Метафора, понимаемая как общая схема тропа, есть основной культурный механизм смыслопорождения, смыслообразования. Но использоваться она может двояким образом: если рутинная, стертая, «холодная» метафора обеспечивает трансляцию, семантическую консервацию и воспроизводство идентичных по функции смысловых значений, элементов общих конструкций реальности, то индивидуальная, «подписная» метафора задает и субъективное определение реальности, т. е. содержит индивидуальные или узкогрупповые способы ее производства.
Терминологизировать метафору удается только в том случае, если указана мотивация исследовательского оперирования с выделенным значением, т. е. фиксируется метод, концептуальный способ производства «предмета» – аналитической конструкции, четко задана та исследовательская перспектива, в которой используется метафорическое значение. Как правило, либо это осуществляется в процедурах тавтологического переопределения метода в категориях иной концептуальной схемы, либо оговариваются контексты использования семантики понятия. В этих случаях принятая культурная форма (метафорическое образование) лишается исходной экзистенциальной нормы: в процессе интерпретации меняется смысл предиката «быть» соответствующей семантической конструкции. Она становится условной, т. е. операциональной, а значит, и контролируемой в своем применении. Другими словами, превращение метафоры в термин означает, что семантика существования данного метафорического образования уже не определяет критерии «истинности» или «ложности» производимого посредством его объяснения, а воспроизводит формулу рациональности для принятых исследователем процедур объяснения, одновременно обеспечивая идентичность самого исследователя, указывая границы аналитической работы, критерии достоверности, а значит, и воспроизводимости, понимаемости другими предпринимаемых действий объяснения[271].

→ **Задание**
Пожалуйста, перепишите фрагмент текста о метафоре с «Метафора, понимаемая как» по «способы ее производства.» включительно, заменив в нём «рутинная» на «привычная».

→ **Исходные данные**
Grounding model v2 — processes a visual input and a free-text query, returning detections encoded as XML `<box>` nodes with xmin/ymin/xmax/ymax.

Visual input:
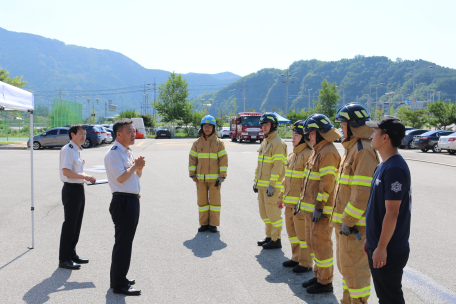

→ **Решение**
Метафора, понимаемая как общая схема тропа, есть основной культурный механизм смыслопорождения, смыслообразования. Но использоваться она может двояким образом: если привычная, стертая, «холодная» метафора обеспечивает трансляцию, семантическую консервацию и воспроизводство идентичных по функции смысловых значений, элементов общих конструкций реальности, то индивидуальная, «подписная» метафора задает и субъективное определение реальности, т. е. содержит индивидуальные или узкогрупповые способы ее производства.